DOCUMENT SEGMENT:
And what of the war on terror? More supposed terrorists tortured in secret jails, the vast network of gulag outposts erected around the world to house our suspected enemies? More hostages taken, more beheadings, accelerating the cycle of more go-it-alone measures, as Tony Blair, Bush's last loyalist in Europe, goes down? Not even Bush partisans can deny that the great mass of citizens in Europe would prefer to see Bush defeated.
Richard Clarke, the top anti-terror appointee who served under Presidents Reagan, Bush Sr., Clinton and Bush Jr., told a Harvard audience last spring that a case could be made that Osama bin Laden might prefer a re-elected President Bush to the installation of a new President Kerry.
Why? Because Bush has made bin Laden a hero to the Muslim masses stretching from Europe to Indonesia. The claim by Vice President Cheney that a Kerry victory would trigger more terror attacks are patently self-serving and beneath contempt.
One of Kerry's biggest applause lines on the stump is his vow to remove John Ashcroft as attorney general. The Justice Department is the federal agency where a Kerry win would result in the most dramatic changes on the domestic front. The changes Kerry would make at the Pentagon and State Department would determine the course of U.S. war policy in Iraq and Afghanistan, and in dealing with the terror threat.
No one can predict the course of the Iraq insurgency, the pace of training Iraqi troops and police to take over security concerns, and the political situation after the election scheduled in January. The continuing cost of American casualties and of the war in terms of money will put great pressure on whoever is elected to set a firm pullout date.
Frankly, it seems the only way the United States can end this drain on American lives and treasure is to leave a lot sooner than either presidential candidate can prudently acknowledge before the election. My hunch is that Kerry, not having launched the war, and being far more critical of its conduct, will get Americans home a lot sooner than Bush would. The four- to five-year occupation that the administration foresees is simply not sustainable in terms of U.S. politics, no matter which man wins Nov. 2.
Bush invaded Iraq for publicly stated reasons that have not held up: no WMD, no nuke program worth worrying about, no Saddam-bin Laden connection, no tie to 9-11. I've argued previously Bush may have had a hidden, smoldering, personal reason to dethrone Saddam: the bitter memory of Saddam remaining in power after Bush's father, author of the first Gulf War, languished in defeat.
And I have no doubt that a re-elected Bush Jr., with his path cleared by the acknowledgment of Cheney that he cannot plausibly run for president himself, opens the way for Bush the Second to pave the course for his brother Jeb, the Florida governor, to capture the GOP nomination in 2008. Any guy who'll start a war apparently to avenge his father's defeat should have no compunction about doing everything he can to crowbar his brother into the White House. Bush III? No thanks. Two are enough.
David Nyhan is a longtime Boston political commentator.
=====================
I really like what this man has to say. He says everything I've been thinking since the Presidential race began almost 2 years ago. As I said above, a Bush victory will be a detriment to me personally. This country cannot afford four more years of this. I cannot afford four more years of this. Can you?

REQUIREMENT: In the commentary on the Bush-Kerry race, retype word for word the passage from "No one can predict" up to and including "firm pullout date.".

DATA EXCERPTS:

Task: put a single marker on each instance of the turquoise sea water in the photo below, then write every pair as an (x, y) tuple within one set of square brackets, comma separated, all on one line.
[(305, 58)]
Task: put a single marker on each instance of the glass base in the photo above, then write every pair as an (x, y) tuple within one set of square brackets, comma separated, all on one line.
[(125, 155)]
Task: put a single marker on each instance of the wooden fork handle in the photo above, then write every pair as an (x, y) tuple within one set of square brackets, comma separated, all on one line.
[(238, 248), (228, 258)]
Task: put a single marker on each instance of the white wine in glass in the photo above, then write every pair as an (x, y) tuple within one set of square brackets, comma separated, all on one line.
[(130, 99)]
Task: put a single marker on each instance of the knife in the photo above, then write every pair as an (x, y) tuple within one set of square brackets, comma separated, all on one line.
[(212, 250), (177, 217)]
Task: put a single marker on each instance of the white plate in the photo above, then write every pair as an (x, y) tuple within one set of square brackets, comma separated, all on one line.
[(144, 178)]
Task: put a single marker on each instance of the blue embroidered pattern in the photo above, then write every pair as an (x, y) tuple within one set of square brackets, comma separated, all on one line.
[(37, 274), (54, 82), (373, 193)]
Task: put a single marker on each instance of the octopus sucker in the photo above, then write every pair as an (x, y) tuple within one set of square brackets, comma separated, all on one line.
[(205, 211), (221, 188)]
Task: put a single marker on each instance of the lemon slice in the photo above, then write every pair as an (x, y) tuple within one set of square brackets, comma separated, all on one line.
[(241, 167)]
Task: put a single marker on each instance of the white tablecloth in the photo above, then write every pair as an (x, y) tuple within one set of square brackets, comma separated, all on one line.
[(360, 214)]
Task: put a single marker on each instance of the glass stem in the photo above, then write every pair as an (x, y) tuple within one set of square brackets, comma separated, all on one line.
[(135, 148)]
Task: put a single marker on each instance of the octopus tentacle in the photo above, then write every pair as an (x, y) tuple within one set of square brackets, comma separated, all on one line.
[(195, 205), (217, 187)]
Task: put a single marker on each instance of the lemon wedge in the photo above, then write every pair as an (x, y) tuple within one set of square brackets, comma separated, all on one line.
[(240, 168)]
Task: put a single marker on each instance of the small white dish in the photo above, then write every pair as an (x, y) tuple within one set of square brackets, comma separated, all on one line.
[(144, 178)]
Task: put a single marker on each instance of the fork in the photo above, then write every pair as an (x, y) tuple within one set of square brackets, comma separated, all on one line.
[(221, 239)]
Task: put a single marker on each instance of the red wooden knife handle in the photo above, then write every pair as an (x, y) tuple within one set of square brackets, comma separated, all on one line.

OUTPUT FOR THIS EXERCISE:
No one can predict the course of the Iraq insurgency, the pace of training Iraqi troops and police to take over security concerns, and the political situation after the election scheduled in January. The continuing cost of American casualties and of the war in terms of money will put great pressure on whoever is elected to set a firm pullout date.